++++ Dataset entries
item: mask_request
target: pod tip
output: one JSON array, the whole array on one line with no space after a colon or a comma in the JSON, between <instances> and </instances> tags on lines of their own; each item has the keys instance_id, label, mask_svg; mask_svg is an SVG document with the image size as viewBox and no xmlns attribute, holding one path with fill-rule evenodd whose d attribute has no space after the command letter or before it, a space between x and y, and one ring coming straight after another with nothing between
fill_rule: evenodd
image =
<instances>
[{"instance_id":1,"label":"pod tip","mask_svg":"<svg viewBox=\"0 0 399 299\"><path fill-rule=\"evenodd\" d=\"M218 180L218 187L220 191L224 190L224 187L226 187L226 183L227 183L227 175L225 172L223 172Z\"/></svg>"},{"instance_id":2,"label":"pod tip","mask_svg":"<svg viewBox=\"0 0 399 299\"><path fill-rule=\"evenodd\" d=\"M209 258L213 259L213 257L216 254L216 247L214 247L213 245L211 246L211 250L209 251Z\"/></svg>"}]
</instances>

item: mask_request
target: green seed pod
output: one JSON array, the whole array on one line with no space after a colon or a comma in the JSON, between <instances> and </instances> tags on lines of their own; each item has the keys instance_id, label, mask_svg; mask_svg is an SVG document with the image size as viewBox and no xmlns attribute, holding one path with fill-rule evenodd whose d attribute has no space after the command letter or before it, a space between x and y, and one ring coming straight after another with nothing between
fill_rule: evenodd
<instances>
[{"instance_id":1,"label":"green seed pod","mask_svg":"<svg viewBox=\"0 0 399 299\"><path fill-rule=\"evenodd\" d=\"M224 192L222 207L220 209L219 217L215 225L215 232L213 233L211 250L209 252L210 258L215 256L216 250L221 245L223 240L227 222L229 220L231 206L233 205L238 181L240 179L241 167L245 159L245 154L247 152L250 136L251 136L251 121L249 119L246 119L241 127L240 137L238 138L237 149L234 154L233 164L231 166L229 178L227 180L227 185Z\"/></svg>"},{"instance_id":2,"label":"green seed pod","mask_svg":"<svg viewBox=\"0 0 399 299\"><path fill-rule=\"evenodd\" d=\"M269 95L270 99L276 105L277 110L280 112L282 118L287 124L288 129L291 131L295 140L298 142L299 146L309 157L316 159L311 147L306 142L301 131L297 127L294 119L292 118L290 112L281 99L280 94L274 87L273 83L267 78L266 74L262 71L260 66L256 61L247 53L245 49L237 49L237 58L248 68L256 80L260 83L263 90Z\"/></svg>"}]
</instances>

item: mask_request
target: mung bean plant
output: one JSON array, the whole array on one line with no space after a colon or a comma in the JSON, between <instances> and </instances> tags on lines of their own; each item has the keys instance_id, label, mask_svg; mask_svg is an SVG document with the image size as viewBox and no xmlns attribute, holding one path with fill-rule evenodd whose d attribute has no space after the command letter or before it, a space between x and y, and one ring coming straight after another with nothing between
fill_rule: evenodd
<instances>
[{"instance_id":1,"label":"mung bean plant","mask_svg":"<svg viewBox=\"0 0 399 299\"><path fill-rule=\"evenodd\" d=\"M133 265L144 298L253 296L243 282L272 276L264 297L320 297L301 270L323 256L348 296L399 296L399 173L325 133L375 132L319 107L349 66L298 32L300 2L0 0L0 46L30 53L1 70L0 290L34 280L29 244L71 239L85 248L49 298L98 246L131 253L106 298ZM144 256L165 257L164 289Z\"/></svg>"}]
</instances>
++++++++
Task prompt:
Wherever a line above contains the string "target", copy that line.

Answer to this problem:
target: pod tip
target: green seed pod
target: mung bean plant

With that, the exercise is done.